*** Source extract
Was there a worry about, “We’re turning into this other thing. How do we play it live?”

With Remain in Light we played so many parts that we couldn’t do this as a four-piece. The way the big band happened is we were playing a festival up in Canada called Heatwave, and then we were playing in [NYC’s] Central Park. We were getting paid more than we normally got, so we said, “Let’s do an experiment.” I sat down with David and said, “We’re going to need another keyboard player. We need another guitar player, and another bass player. We need percussion and background singers.” I had been hanging around in New York with Busta Jones.

The bass player.

I met Bernie Worrell [keyboards]. I went off and, in that afternoon, I hired Busta, Dolette [McDonald, vocals], Adrian [Belew, guitar], and Bernie. I came back and said, “We have the most amazing band!” Bernie knew Steve Scales [percussion], and that completed the picture. We were in such a hurry that we hadn’t finished mixing. Dave Jerden and David went out to L.A. and mixed two or three songs for Remain in Light. I stayed in New York, mixing with Brian and with [engineer] John Potoker. Then I started rehearsing with all these musicians in Long Island City at Britannia Row, which was owned by Pink Floyd. It was their American outpost where they had a rehearsal room. I think we had four days of rehearsal before our first show. I started rehearsing, and then David walked in and went, “Oh, we’ve been rehearsing without the lead singer. Wow!” We had this incredible show in Canada. Then we played Central Park and were like, “This is what we have to do.”

JB: That was after the record was mostly recorded?

Yes, totally. We were mixing at the time.

JB: Where did the My Life in the Bush of Ghosts record that David and Brian did fit in?

They did that between Fear of Music and Remain in Light. It also caused a dynamic in the studio that was challenging, because they had just freshly worked together. We took a longer time off between Fear of Music and Remain in Light than we had between More Songs About Buildings and Food and Fear of Music. We finished More Songs..., went on tour, came back and wrote songs for Fear of Music, and then he came back and recorded it. We finished and went back on tour. Now we’d taken a little break. Because there was an easy communication between them, Chris, Tina, and I felt a little less connected. I had a lot of patience, so I hung around and went to the studio every day. For almost every drummer, they finish in one week, and then we work three months on an album. A lot of times Chris would come in, and he would say things like, “This sounded better yesterday.”

He might be right!

Almost every single time he was right. “Oh my god, all the stuff we’ve been working on, we’re going to have to throw it out!”

I interviewed David Byrne years ago, and he said, “We’d make a rough mix of an instrumental, and I would maybe write some melodies over that. I would go away for a month and come back with words, which didn’t always work.”
******
Set task 1:
Answer from the Remain in Light interview:
(a) What was the name of the festival in Canada?
(b) Who owned Britannia Row?
(c) Between which two albums did David and Brian make My Life in the Bush of Ghosts?
Set task 2:
Quote the stretch of the Remain in Light interview from "JB: That was" through "did fit in?", with no changes.
Set task 3:
Extend the Remain in Light interview from the point where it stops.
The items after this are separate from the interview.
*** Information supplied
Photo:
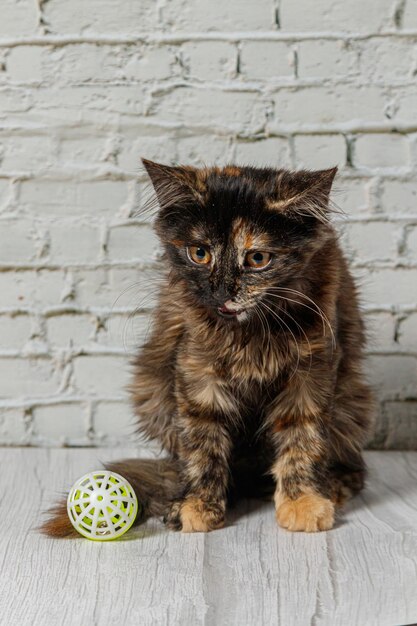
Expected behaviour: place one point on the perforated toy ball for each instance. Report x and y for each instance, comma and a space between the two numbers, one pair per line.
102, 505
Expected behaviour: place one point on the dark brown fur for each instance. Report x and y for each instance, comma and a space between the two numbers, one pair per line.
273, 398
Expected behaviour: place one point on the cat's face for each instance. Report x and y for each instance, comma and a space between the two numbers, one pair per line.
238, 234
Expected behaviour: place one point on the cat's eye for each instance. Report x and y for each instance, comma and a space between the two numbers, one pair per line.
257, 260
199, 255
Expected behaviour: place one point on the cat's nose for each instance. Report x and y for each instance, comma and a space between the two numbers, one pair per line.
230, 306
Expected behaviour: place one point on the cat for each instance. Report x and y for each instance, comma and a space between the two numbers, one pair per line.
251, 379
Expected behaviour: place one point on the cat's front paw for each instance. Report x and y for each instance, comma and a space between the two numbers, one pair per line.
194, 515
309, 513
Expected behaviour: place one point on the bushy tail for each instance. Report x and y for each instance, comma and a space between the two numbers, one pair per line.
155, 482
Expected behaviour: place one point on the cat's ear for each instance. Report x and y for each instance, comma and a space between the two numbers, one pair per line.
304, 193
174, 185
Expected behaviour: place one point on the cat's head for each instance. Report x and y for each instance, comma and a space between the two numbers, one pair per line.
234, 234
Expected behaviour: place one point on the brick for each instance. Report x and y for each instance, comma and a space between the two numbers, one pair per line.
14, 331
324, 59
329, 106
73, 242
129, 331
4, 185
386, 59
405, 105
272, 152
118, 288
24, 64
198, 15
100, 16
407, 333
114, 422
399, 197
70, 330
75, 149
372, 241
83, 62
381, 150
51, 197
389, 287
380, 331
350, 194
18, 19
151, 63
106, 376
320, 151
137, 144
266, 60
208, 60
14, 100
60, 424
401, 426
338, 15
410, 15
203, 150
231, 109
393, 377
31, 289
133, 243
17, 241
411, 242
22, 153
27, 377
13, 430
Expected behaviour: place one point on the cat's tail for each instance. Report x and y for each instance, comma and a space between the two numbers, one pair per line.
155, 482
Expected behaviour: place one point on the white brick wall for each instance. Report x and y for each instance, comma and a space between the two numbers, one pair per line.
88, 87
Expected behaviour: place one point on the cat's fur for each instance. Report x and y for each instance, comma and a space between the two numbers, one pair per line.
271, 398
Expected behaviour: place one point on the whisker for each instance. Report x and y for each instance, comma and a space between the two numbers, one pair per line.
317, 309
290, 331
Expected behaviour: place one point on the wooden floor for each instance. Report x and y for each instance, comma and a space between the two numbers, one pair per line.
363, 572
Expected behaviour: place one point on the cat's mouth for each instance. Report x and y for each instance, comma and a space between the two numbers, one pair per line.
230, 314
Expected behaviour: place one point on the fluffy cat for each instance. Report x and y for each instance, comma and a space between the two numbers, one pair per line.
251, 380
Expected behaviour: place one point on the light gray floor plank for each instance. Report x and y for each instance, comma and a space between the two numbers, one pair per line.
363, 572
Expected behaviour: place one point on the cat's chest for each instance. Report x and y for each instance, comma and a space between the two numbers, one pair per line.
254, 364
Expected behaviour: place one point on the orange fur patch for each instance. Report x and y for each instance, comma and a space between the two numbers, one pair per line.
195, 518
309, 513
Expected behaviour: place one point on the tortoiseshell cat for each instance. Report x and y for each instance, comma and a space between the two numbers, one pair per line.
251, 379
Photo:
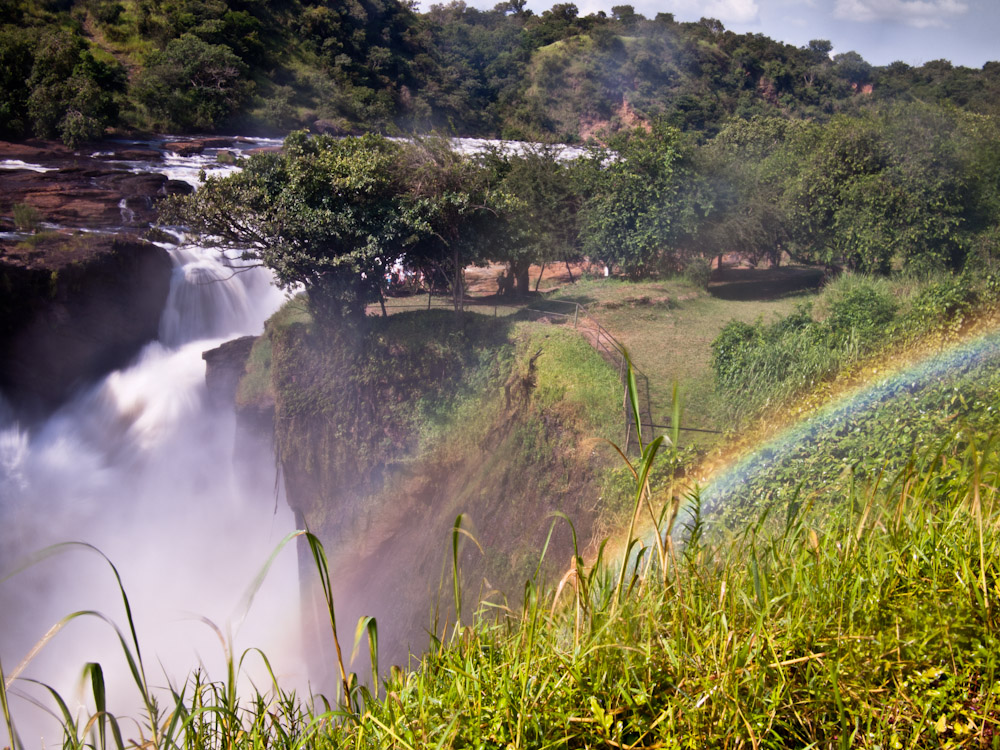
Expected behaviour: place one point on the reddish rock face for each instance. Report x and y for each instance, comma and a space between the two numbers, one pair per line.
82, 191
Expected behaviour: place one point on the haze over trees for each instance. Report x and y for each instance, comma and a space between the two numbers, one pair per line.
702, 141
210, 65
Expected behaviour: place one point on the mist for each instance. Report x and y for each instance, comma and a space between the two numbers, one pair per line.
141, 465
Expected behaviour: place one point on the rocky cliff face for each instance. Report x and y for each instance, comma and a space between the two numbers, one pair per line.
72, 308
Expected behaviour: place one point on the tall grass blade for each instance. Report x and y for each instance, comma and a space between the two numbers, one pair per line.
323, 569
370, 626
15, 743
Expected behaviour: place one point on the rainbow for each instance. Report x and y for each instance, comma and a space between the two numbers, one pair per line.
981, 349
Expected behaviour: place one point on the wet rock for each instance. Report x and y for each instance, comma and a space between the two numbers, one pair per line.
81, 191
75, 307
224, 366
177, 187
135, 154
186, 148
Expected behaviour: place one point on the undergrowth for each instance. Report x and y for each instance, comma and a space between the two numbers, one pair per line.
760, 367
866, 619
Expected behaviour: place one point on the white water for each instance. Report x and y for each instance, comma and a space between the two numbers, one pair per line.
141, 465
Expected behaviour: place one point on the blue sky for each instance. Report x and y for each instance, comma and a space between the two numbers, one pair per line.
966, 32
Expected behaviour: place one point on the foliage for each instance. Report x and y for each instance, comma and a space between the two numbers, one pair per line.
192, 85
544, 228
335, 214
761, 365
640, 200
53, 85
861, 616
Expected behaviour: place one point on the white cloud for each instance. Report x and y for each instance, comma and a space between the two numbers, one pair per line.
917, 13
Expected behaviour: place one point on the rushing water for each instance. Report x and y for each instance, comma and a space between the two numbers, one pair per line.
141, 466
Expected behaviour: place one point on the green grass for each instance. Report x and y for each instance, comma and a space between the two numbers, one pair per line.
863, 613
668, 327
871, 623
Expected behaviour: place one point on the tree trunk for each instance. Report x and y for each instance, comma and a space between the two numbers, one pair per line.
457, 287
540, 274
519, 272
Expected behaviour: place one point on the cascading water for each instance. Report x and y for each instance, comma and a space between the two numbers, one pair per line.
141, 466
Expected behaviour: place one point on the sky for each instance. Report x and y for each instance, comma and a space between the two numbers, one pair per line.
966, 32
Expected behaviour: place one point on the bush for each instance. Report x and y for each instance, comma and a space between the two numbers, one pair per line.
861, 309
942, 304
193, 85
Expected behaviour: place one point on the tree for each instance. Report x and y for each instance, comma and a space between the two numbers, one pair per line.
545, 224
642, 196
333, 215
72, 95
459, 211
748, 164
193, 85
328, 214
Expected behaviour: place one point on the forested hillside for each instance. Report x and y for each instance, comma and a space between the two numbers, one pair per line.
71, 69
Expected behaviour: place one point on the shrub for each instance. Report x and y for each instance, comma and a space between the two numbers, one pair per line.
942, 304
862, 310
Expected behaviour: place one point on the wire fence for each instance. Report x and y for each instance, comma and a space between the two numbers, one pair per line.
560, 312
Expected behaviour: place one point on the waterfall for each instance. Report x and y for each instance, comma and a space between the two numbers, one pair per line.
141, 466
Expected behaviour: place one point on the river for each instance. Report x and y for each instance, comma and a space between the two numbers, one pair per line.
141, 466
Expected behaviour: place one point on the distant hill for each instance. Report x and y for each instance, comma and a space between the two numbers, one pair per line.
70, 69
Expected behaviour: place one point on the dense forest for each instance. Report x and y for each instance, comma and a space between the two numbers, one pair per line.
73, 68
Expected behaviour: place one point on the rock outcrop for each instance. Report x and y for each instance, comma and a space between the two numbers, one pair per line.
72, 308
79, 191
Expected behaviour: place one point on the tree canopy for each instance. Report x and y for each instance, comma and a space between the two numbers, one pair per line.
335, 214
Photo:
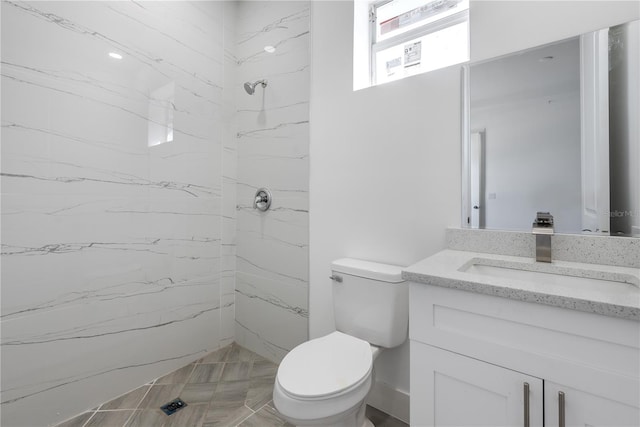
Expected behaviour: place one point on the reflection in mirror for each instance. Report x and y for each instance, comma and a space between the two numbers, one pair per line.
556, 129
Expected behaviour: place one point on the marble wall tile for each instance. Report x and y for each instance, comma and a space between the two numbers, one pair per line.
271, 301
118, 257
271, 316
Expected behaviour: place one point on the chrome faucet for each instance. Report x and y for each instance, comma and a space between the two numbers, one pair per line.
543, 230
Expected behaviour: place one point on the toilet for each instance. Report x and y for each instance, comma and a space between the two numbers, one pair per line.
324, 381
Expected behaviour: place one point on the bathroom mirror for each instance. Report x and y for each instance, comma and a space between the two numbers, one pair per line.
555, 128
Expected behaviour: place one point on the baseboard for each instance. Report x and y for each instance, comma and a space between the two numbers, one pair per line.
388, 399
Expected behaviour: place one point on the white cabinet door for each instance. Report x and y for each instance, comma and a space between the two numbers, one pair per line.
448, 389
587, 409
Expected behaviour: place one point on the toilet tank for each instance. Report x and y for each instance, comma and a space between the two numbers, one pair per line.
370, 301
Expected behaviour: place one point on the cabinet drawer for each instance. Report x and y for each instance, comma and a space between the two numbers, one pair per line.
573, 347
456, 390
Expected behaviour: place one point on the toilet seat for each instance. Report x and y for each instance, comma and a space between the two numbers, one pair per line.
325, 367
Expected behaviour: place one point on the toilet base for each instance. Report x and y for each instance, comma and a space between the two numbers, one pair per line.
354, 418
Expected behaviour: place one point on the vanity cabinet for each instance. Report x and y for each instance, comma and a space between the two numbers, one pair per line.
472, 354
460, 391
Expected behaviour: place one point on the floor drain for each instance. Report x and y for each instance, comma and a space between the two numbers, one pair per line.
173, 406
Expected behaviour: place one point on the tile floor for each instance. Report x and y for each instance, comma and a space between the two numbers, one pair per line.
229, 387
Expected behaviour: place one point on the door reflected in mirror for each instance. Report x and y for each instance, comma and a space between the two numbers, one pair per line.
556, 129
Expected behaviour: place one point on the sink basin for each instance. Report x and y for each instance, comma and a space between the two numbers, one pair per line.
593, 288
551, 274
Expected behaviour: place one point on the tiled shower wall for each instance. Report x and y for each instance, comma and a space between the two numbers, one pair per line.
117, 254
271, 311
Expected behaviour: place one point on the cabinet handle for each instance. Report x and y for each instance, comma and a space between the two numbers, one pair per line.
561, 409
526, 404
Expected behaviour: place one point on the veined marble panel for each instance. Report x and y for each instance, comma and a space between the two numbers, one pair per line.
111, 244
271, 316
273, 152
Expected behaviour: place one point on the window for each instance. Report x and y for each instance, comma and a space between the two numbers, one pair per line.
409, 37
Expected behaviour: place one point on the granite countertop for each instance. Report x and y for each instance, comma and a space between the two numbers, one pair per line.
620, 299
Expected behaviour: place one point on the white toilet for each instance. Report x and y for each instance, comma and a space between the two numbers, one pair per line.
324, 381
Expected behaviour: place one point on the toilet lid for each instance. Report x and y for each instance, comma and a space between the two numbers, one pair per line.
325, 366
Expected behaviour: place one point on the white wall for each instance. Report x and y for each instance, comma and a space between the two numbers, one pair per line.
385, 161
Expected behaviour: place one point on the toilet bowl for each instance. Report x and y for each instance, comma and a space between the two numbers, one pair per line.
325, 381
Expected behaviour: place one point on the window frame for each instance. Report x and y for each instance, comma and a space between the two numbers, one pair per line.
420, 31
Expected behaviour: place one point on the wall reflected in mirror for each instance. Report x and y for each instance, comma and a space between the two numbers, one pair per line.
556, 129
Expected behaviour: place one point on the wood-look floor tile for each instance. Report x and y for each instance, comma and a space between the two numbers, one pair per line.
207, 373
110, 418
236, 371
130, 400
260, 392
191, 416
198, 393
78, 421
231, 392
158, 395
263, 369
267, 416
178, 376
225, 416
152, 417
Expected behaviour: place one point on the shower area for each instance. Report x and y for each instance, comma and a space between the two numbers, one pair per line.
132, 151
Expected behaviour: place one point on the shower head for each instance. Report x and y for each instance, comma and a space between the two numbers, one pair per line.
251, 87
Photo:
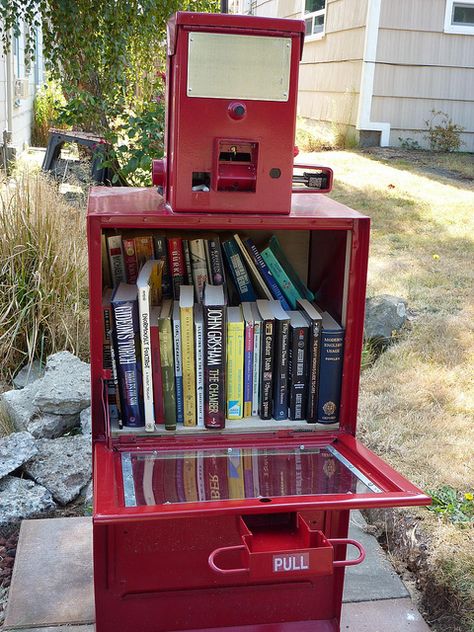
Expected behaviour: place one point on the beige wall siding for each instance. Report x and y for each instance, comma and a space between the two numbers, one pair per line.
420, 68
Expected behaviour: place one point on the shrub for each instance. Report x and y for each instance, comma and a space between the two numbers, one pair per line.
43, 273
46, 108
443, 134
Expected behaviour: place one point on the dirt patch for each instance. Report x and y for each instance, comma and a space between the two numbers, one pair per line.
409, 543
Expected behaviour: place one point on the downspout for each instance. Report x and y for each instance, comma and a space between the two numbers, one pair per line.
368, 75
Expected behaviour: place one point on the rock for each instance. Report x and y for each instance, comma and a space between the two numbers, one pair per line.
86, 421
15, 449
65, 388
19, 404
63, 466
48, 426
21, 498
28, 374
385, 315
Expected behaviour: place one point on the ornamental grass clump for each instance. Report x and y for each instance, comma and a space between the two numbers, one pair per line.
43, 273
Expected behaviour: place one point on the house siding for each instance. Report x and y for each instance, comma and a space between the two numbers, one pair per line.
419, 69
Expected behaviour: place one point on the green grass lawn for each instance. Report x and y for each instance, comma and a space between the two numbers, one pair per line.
******
Output 1:
(a) Heatwave
(b) Pink Floyd
(c) Fear of Music and Remain in Light

Output 2:
JB: That was after the record was mostly recorded?

Yes, totally. We were mixing at the time.

JB: Where did the My Life in the Bush of Ghosts record that David and Brian did fit in?

Output 3:
That record was particularly hard. Also, we took a three week break because David had another commitment. We were on such a roll. We were in the Bahamas [Compass Point Studios]. AC/DC was over in the next studio doing Back in Black. I think that we recorded all the basic tracks, and they did one vocal and one guitar solo. I may be wrong about that; that’s what I heard. We’d invite them to go snorkeling and they’d go, “No, sharks!” [laughter] We were on a roll. Had we continued in the Bahamas, the record would probably have come out quite differently. When we got back to New York, David was struggling. It doesn’t have a lot of chord changes. It doesn’t have the dynamic of going to another chord for the chorus. He needed to get back into the music. He ended up picking up instruments and playing additional parts a lot of times, which ended up replacing, or being in addition to, a part that we had done in the Bahamas. There’s an extended release of Remain in Light that has some of those songs. One is called “Right Start,” which is what “Once in a Lifetime” became, and one was called “Double Groove,” which became something else.

Yeah, those are interesting.

I think it would have been a little closer to that had we continued, and if David had been able to slip into the “melody mode.” We went back to Sigma Sound in New York. I negotiated the deal to go there, and it was a very hot summer. Of course, the Bahamas, particularly at that time, were chill. Then we got back to New York, with everybody living in their own homes and not together, and it was a change. We were feeling stuck. One of the great things is Adrian [Belew] played the Mudd Club, and we went down and asked him if he wanted to come up. He played for one day, including all those incredible solos, like “The Great Curve.”

I saw him in 1981 with King Crimson when they did the Discipline tour. Holy shit!

I remember him talking to me about whether he should do that or not, and how much he liked playing with the Heads. I said, “I dunno, you’re going to be the lead singer in this band. This is an opportunity you shouldn’t turn down.” It’s sure been fun playing with him again and doing these shows. Did either of you come to Hardly Strictly Bluegrass? [Jerry and Adrian fronted the Remain in Light band.]

No. A friend of mine told me about your show.

It was unbelievable. There were more than 50,000 people there. And the amount of joy; it was as if everybody in the audience was singing along and dancing.

There are probably more Talking Heads fans now than there where when you guys were active.

It’s aged well. I would say our audience is quite a bit bigger than it was in even 2010.

That’s crazy for a band that didn’t really reunite.

I was very involved in any of the times that we did a greatest hits package. I’d taken on working with Bob Ludwig [Tape Op #105]. When we did the surround mixes, at least it kept something slightly new coming out. Then David started including more Talking Heads songs on his tour, with the culmination of that being American Utopia [Broadway show and film]. When he did that Songs of David Byrne and Brian Eno tour – where I was actually a co-writer of a lot of the songs he played – again, he deliberately stayed away from doing a lot of Talking Heads songs on the earlier tours. He did that, and then started playing bigger places and it was more successful. It ended up with him being able to reimagine something like American Utopia. All of this kept it somewhat alive. I also think that we relaxed about [having our music in] films or TV shows. There was a real feeling back in the ‘70s and ‘80s and even into the ‘90s [about that decision].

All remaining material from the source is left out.